Every record below is to be restated verbatim, though its images are not.

### SUPPLIED MATERIAL

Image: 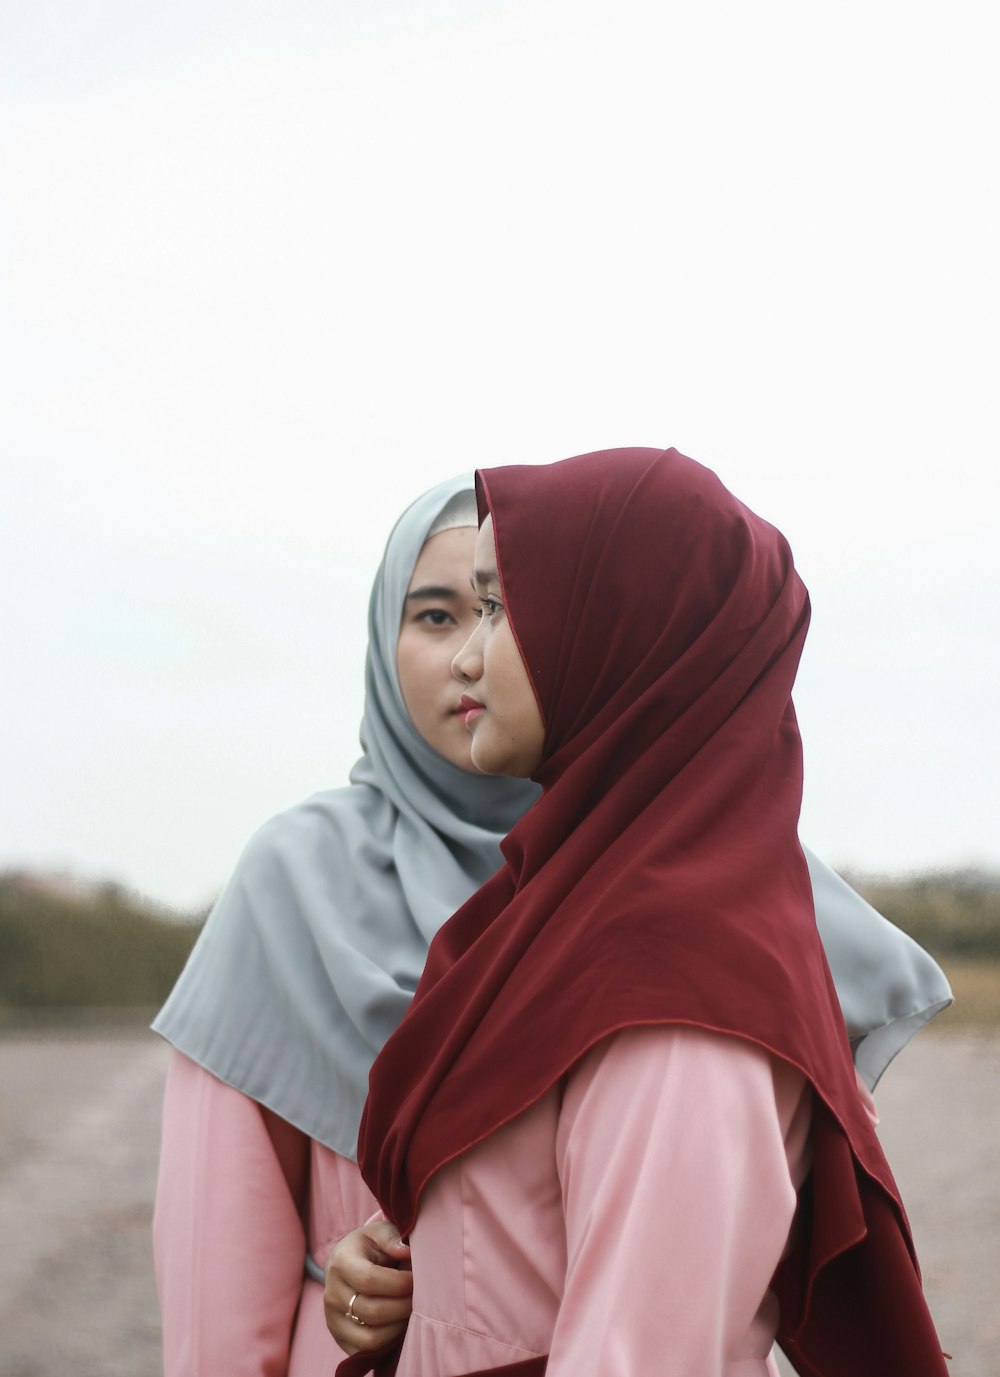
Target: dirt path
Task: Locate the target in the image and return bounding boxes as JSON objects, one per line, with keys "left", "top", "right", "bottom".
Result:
{"left": 1, "top": 1028, "right": 996, "bottom": 1375}
{"left": 0, "top": 1031, "right": 169, "bottom": 1377}
{"left": 872, "top": 1030, "right": 1000, "bottom": 1370}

######

> [EXERCISE OUTPUT]
Image: 
Target: dirt path
Task: Locate the target in the image and return bounding boxes as JSON objects, one per line, with keys "left", "top", "right", "bottom".
Result:
{"left": 1, "top": 1028, "right": 996, "bottom": 1375}
{"left": 0, "top": 1031, "right": 169, "bottom": 1377}
{"left": 872, "top": 1030, "right": 1000, "bottom": 1370}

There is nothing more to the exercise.